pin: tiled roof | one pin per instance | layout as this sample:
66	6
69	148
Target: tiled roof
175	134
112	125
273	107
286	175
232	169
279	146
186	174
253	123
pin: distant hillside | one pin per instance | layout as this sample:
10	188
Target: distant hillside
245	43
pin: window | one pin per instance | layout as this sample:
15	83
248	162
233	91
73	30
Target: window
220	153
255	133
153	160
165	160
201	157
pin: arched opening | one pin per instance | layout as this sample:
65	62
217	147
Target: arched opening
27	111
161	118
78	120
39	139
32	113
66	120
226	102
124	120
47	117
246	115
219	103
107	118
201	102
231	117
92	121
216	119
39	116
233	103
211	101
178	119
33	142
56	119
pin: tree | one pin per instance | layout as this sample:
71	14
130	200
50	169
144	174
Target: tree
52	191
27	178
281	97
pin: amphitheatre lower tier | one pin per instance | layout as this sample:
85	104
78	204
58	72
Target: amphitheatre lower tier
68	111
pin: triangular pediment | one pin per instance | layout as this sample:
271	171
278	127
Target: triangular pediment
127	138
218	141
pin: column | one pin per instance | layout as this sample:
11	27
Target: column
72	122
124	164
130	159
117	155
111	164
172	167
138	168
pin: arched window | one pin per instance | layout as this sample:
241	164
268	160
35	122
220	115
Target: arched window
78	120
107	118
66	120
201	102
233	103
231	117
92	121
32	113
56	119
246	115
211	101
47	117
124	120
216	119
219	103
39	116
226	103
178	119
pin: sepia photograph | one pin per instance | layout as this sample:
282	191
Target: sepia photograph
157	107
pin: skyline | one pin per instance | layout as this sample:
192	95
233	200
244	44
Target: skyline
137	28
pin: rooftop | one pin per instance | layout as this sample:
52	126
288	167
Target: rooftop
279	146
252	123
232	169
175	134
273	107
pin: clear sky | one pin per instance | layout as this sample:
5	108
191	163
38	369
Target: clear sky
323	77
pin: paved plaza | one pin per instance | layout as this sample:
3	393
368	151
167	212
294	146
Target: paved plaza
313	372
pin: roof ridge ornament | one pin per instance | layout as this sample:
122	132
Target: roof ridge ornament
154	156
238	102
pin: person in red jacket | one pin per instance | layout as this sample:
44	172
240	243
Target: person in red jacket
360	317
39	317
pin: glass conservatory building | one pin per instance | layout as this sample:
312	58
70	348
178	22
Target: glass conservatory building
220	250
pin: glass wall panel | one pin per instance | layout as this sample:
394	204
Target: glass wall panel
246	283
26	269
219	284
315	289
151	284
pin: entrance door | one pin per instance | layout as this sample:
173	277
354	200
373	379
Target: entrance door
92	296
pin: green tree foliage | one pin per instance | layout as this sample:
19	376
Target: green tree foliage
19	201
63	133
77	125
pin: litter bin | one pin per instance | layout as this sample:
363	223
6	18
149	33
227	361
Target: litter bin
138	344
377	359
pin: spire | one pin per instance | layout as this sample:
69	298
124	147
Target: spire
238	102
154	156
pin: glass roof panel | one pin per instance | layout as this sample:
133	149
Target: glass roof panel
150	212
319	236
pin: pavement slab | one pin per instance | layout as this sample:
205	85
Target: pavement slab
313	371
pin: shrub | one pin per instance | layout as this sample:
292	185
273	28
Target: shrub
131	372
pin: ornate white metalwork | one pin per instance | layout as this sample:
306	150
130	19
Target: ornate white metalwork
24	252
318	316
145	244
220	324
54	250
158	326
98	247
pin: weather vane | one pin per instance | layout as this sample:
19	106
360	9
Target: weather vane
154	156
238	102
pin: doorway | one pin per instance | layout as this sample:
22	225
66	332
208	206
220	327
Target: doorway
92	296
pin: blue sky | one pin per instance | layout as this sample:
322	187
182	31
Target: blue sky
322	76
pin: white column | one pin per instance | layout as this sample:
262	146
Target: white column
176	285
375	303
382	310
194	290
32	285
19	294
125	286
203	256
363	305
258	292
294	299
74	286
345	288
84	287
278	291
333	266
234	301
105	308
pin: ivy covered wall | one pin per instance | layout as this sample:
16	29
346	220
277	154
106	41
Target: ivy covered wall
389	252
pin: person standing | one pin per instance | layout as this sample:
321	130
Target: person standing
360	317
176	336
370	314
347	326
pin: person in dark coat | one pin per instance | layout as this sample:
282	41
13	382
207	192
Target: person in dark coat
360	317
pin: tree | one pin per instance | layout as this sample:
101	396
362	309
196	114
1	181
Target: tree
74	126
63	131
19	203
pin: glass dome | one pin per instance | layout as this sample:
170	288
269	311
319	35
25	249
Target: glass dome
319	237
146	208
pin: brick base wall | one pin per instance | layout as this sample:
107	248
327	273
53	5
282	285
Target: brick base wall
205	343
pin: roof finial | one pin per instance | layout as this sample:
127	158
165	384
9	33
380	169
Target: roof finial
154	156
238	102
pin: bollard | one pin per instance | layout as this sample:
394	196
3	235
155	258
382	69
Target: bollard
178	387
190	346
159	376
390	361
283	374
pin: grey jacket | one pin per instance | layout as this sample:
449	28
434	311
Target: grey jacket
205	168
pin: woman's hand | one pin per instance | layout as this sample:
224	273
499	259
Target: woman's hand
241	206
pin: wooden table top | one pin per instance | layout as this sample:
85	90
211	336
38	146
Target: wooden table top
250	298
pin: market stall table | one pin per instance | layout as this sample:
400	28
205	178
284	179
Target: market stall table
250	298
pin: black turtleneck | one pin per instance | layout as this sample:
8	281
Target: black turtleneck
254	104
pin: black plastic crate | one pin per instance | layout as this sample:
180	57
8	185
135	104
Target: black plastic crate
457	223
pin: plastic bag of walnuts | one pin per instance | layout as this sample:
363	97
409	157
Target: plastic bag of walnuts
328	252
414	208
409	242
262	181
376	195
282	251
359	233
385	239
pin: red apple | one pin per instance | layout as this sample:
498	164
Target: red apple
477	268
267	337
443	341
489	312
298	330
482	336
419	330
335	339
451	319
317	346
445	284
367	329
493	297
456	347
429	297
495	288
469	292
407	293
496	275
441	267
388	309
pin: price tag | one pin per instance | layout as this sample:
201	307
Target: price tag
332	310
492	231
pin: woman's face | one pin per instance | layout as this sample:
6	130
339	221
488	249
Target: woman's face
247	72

Exercise brief ::
Copy out all of the data above line for line, with no changes.

Task result ::
pin: tiled roof | one pin per instance | layout as this sample:
66	6
69	148
Target: tiled roof
175	134
112	125
273	107
286	175
232	169
279	146
186	174
253	123
pin: distant hillside | one pin per instance | layout as this sample:
10	188
Target: distant hillside
245	43
pin: window | one pin per instance | layout as this sample:
15	83
248	162
233	91
73	30
Target: window
220	153
255	133
153	160
165	160
201	157
pin: arched opening | one pin per instance | layout as this sample:
65	62
217	147
Target: arched opening
27	111
161	118
78	120
39	139
32	113
66	120
226	102
124	120
47	117
246	115
219	103
107	118
201	102
231	117
92	121
216	119
39	116
233	103
211	101
178	119
33	142
56	119
pin: tree | one pin per instance | layout as this sample:
71	14
130	200
50	169
144	174
Target: tree
52	191
27	178
281	97
pin: amphitheatre lower tier | one pin per instance | layout as this sample:
85	104
78	204
58	72
Target: amphitheatre lower tier
68	111
pin: triangular pediment | one pin per instance | layout as this sample:
271	171
278	127
Target: triangular pediment
127	138
218	141
pin: column | one pin per instance | layout as this sample:
11	27
Target: column
72	122
124	164
130	159
117	155
111	164
172	167
138	168
pin: arched window | one pin per instance | layout as this sample:
241	164
268	160
35	122
220	115
Target: arched window
78	120
107	118
66	120
201	102
233	103
231	117
92	121
32	113
56	119
246	115
211	101
47	117
124	120
216	119
219	103
39	116
226	103
178	119
pin: sepia photograph | one pin per instance | layout as this sample:
282	191
Target: sepia photograph
157	107
pin: skyline | one pin per instance | layout as this sample:
192	95
233	200
244	44
Target: skyline
137	28
pin: rooftop | one pin per instance | layout as this sample:
52	126
288	167
Target: rooftop
279	146
252	123
232	169
175	134
273	107
pin: clear sky | one pin per instance | layout as this sample:
5	108
191	163
38	369
Target: clear sky
323	77
pin: paved plaza | one pin per instance | layout as this sample:
3	393
368	151
167	212
294	146
Target: paved plaza
313	372
pin: roof ridge ornament | one pin per instance | layout as this sample:
122	132
Target: roof ridge ornament
154	156
238	102
pin: person in red jacket | one pin per instance | layout as this sample:
44	172
240	243
Target: person in red jacket
360	317
39	317
pin: glass conservatory building | one pin per instance | layout as this sample:
312	58
70	348
178	22
Target: glass conservatory building
220	250
pin: glass wall panel | one pin per instance | layout as this sample:
394	204
Target: glass wall panel
246	283
26	269
219	284
315	289
151	284
pin: entrance door | one pin per instance | layout as this sample:
173	277
354	200
373	379
Target: entrance door
92	296
pin: green tree foliage | one pin per instance | layout as this sample:
19	376
Target: green tree foliage
19	201
63	133
77	125
pin: litter bin | one pin per instance | layout as this sample:
363	223
6	18
149	33
227	361
Target: litter bin
138	344
377	359
pin: spire | one pin per instance | layout as this sample:
69	298
124	147
Target: spire
238	102
154	156
pin: glass roof panel | one pin per instance | layout as this sample:
133	149
Target: glass roof panel
150	212
319	236
pin: pavement slab | one pin per instance | layout as this sample:
205	85
Target: pavement slab
313	371
pin: shrub | one pin per instance | layout as this sample:
292	185
273	28
Target: shrub
131	372
pin: ornate white metalwork | one pin per instance | layout as this sample:
306	150
130	19
Target: ornate white metalwork
24	252
318	316
145	244
220	324
54	250
158	326
98	247
pin: weather vane | one pin per instance | layout as this sample:
19	106
360	9
Target: weather vane
154	156
238	102
pin: doorway | one pin per instance | layout as this sample:
22	225
66	332
208	206
220	327
Target: doorway
92	296
pin: blue sky | one pin per instance | layout as this sample:
322	187
182	31
Target: blue sky
322	76
pin: white column | one pin per instance | layout as this sample:
262	146
Target: white column
176	285
375	303
382	310
194	290
32	285
19	294
125	286
203	256
363	305
258	292
294	299
74	286
345	288
84	287
278	291
333	266
234	301
105	308
pin: ivy covered wall | one pin per instance | layout as this sample:
16	29
346	220
277	154
106	41
Target: ivy covered wall
389	252
pin: person standing | one pin per instance | layout as this sample:
321	130
Target: person standing
360	317
176	336
370	314
347	326
pin: person in dark coat | one pin per instance | layout as this sample:
282	41
13	382
207	192
Target: person in dark coat
360	317
pin: tree | one pin per instance | layout as this sample:
101	396
362	309
196	114
1	181
Target: tree
74	126
63	131
19	203
pin: glass dome | one pin per instance | layout as this sample:
170	288
269	311
319	35
25	249
Target: glass dome
319	237
146	208
pin: brick base wall | one pin per instance | layout as this sample:
107	248
327	273
53	5
282	285
Target: brick base wall
205	343
pin: roof finial | one pin per instance | layout as this sample:
127	158
165	384
9	33
380	169
Target: roof finial
154	156
238	102
pin: bollard | one pin per instance | layout as this sample:
394	196
3	235
155	258
382	69
Target: bollard
178	387
190	346
159	376
390	361
283	374
pin: grey jacket | one pin per instance | layout as this sample:
449	28
434	311
Target: grey jacket
205	168
pin: woman's hand | one pin per instance | layout as this sample:
224	273
499	259
Target: woman's hand
241	206
pin: wooden table top | one pin per instance | layout as this sample:
85	90
211	336
38	146
Target: wooden table top
250	298
pin: market stall table | one pin per instance | layout as this sample:
400	28
205	178
284	179
Target: market stall table
250	298
pin: black turtleneck | one pin per instance | layout as this sample:
8	281
Target: black turtleneck
254	104
pin: black plastic crate | one pin per instance | layout as this sample:
180	57
8	185
135	104
Target: black plastic crate
457	223
pin: plastic bag of walnuts | one pin per instance | layout as this sample:
363	97
409	157
Target: plastic bag of walnuts
328	252
414	208
409	242
262	181
376	195
282	251
359	233
385	239
pin: red apple | one pin per instance | layout as this sample:
498	164
Target: red apple
477	268
267	337
443	341
489	312
298	330
482	336
419	330
335	339
451	319
317	346
445	284
367	329
493	297
456	347
429	297
495	288
469	292
407	293
496	275
441	267
388	309
pin: price tag | one pin per instance | layout as this sample:
201	307
Target: price tag
332	310
492	231
pin: woman's face | one pin per instance | layout as this sample:
6	130
339	221
488	249
Target: woman's face
247	72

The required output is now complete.